Fast-forward a few months and Leo was back to in-person schooling as a junior taking an entrepreneurship class with social studies teacher Tim Berube. Leo learned that the Magnuson Center for Entrepreneurship at Dartmouth sponsors a yearly contest, providing prize money for the best business idea.


Bagel making and donating were still on Leo’s mind as he mulled over project ideas for the contest. He had been thinking that his own baking adventures were not making enough of an impact to meet local need. If he could teach others how to make bagels and then encourage those bakers to donate half of their dozen to a worthy recipient, his bagels would reach more hungry mouths. Leo designed a bagel-making kit that comes with a handle, similar to those used to carry donut holes, and includes all the premeasured ingredients needed to make a dozen bagels as well as step-by-step written and videotaped instructions. The kit also includes a tasty offer for customers: 50 percent off a second kit when they post #charitybagels on social media, sharing where they donated.

Leo’s business idea won the Entrepreneurship contest that year, and he used the $1,000 prize as seed money to launch Charity Bagels. He worked out of his home, putting together his specially ordered boxes and measuring out the ingredients for each kit, and then he took the kits to the local farmers’ market to sell. Customers who have used the kits rave about the taste. “No one has ever told me that the bagels weren’t fantastic,” he says.










Getting the Community Involved

He was surprised when Charity Bagels became something more for people than just donating bagels a single time to a charity. “When people donate their bagels,” he says, “they like the feeling they get from giving.” That positive experience with their local charity builds a relationship and a habit of giving back to their community.

Early in his senior year, Leo came up with a plan to reach a bigger audience for his Charity Bagels kits. He wanted to help the community, get students involved, and fundraise for causes that matter, so he offered the kits to schools and organizations to help them raise money. People who
donated more than $35 to a cause would receive a bagel kit as an
incentive.

### [MATERIAL PROVIDED]
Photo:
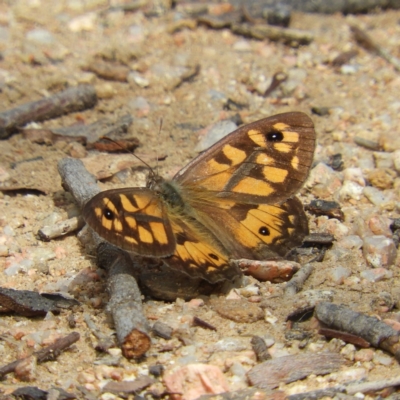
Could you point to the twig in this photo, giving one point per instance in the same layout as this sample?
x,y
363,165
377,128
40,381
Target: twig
x,y
50,232
374,386
70,100
297,282
48,353
293,37
364,40
369,328
125,303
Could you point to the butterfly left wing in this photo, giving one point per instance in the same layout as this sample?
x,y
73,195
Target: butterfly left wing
x,y
134,219
266,161
198,254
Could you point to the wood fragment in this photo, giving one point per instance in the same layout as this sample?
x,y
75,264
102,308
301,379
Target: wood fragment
x,y
290,36
270,374
46,354
29,303
298,280
50,232
128,386
125,304
107,70
203,324
324,207
369,328
346,337
367,387
344,58
319,394
260,348
162,330
70,100
364,40
275,271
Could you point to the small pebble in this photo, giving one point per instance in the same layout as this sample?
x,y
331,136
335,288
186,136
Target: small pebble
x,y
214,133
138,79
382,178
232,344
348,352
382,358
376,196
379,251
376,274
40,36
351,242
364,355
339,274
383,159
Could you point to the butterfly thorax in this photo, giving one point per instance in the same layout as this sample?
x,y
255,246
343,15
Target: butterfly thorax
x,y
169,192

### [WHAT IS REQUIRED]
Please extract, word for word, the part of the Charity Bagels passage above that begins with the words "Fast-forward a few" and ends with "best business idea.".

### [COMPLETED TASK]
Fast-forward a few months and Leo was back to in-person schooling as a junior taking an entrepreneurship class with social studies teacher Tim Berube. Leo learned that the Magnuson Center for Entrepreneurship at Dartmouth sponsors a yearly contest, providing prize money for the best business idea.